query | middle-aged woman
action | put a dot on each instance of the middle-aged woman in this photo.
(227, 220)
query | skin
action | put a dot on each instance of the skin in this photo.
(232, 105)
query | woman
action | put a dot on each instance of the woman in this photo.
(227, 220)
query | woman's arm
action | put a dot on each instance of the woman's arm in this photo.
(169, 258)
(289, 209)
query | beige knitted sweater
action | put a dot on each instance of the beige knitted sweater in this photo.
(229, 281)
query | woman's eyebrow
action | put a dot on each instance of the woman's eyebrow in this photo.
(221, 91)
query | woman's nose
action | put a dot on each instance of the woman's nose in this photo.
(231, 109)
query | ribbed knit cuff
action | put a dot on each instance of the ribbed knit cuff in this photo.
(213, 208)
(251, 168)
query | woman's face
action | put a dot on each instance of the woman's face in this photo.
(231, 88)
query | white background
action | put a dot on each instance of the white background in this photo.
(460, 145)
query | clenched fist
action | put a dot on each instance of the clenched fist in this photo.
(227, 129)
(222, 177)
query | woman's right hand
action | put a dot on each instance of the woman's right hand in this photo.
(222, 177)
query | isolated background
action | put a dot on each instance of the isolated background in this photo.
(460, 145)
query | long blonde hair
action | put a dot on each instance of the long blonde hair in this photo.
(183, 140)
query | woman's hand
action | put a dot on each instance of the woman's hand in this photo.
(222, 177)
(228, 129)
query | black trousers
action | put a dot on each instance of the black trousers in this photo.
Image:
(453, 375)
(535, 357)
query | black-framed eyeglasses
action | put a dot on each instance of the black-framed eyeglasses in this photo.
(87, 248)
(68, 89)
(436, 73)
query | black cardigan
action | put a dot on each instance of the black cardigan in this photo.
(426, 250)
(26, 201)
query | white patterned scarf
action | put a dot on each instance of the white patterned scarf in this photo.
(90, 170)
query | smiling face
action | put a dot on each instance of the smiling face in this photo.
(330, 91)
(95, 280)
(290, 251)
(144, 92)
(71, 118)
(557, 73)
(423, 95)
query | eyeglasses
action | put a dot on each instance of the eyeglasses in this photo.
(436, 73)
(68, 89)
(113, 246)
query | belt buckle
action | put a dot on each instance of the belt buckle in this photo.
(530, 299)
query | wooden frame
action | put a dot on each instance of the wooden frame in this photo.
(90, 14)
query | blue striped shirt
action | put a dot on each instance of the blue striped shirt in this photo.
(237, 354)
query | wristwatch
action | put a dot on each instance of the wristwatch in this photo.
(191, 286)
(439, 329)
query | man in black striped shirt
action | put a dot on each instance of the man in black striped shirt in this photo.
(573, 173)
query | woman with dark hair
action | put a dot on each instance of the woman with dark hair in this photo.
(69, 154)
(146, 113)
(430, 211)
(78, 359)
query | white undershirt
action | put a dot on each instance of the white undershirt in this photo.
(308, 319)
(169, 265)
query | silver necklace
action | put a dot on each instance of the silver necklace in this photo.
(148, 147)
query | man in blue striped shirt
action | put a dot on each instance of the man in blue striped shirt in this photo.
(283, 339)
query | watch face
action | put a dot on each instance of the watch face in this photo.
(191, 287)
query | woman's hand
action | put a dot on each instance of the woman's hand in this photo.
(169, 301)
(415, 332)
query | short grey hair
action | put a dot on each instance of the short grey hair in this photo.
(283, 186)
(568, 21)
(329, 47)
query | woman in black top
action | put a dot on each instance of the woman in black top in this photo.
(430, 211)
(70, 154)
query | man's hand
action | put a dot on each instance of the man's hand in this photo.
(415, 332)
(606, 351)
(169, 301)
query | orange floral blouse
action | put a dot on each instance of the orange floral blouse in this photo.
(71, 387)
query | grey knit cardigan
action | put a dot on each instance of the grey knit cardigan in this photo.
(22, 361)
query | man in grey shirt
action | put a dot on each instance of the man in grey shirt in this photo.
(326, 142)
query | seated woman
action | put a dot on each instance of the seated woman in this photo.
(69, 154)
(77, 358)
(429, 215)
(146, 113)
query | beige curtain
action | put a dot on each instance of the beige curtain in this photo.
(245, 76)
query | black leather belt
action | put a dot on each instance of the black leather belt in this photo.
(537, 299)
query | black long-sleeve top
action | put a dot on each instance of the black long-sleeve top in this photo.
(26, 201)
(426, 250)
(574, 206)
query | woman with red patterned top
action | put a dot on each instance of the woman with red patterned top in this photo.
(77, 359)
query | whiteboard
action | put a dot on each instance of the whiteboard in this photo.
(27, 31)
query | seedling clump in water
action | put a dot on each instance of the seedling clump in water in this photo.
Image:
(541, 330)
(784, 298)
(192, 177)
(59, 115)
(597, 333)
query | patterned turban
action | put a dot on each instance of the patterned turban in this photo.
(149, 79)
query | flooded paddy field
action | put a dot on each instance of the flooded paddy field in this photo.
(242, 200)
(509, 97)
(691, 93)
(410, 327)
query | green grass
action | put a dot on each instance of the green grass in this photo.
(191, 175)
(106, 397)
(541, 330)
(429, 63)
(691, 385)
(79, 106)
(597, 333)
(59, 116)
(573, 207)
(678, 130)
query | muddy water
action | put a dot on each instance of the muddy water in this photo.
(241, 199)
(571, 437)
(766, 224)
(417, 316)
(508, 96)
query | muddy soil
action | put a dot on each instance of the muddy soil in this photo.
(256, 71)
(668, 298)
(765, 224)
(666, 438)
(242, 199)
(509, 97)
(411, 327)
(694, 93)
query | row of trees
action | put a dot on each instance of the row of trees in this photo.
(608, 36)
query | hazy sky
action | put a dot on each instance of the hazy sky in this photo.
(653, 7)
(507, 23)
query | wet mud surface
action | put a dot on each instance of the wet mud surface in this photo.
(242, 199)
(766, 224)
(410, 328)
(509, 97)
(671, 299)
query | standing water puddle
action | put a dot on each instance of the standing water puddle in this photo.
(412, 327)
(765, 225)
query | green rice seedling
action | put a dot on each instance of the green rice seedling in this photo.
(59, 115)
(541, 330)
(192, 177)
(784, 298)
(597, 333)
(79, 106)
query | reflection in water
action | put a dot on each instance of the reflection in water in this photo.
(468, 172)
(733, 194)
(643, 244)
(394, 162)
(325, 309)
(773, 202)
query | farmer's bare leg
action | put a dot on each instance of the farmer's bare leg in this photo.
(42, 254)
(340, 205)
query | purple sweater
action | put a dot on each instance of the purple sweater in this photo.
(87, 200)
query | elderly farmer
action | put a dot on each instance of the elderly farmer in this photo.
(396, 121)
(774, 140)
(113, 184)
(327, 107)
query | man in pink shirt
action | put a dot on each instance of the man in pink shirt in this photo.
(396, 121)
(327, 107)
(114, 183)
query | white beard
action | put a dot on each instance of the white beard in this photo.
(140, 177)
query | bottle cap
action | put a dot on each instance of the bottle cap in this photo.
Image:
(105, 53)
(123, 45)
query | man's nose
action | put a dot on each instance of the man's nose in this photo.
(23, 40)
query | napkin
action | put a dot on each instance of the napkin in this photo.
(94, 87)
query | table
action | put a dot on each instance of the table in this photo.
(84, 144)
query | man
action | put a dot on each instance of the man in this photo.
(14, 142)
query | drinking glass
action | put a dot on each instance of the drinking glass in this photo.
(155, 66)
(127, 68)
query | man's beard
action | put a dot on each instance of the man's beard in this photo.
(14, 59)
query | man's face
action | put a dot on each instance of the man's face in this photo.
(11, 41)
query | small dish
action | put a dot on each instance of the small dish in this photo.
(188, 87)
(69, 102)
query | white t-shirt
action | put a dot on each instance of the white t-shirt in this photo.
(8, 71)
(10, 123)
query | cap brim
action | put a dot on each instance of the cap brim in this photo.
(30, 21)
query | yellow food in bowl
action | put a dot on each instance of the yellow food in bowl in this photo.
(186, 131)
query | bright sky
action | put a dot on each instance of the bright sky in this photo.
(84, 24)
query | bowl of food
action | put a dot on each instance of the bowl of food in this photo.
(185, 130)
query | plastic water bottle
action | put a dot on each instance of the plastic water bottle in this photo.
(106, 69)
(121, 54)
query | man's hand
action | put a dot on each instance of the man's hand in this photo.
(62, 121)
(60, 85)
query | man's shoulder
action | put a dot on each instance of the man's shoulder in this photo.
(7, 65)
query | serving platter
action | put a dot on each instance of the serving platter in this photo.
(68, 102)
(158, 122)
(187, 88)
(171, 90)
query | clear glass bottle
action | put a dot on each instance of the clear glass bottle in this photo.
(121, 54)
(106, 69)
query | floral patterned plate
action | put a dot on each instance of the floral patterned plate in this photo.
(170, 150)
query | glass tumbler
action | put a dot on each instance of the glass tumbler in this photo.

▸ Requirement
With the line holding "action | put a dot on each instance of the middle-aged" as the first and the line holding "query | woman's arm" as the last, please transcribe exactly the lines of the material above in that range and nothing else.

▸ Reply to the exercise
action | put a dot on each instance of the middle-aged woman in this photo.
(227, 220)
query | skin
action | put a dot on each instance of the skin in this photo.
(232, 105)
query | woman
action | put a dot on each instance of the woman in this photo.
(227, 220)
query | woman's arm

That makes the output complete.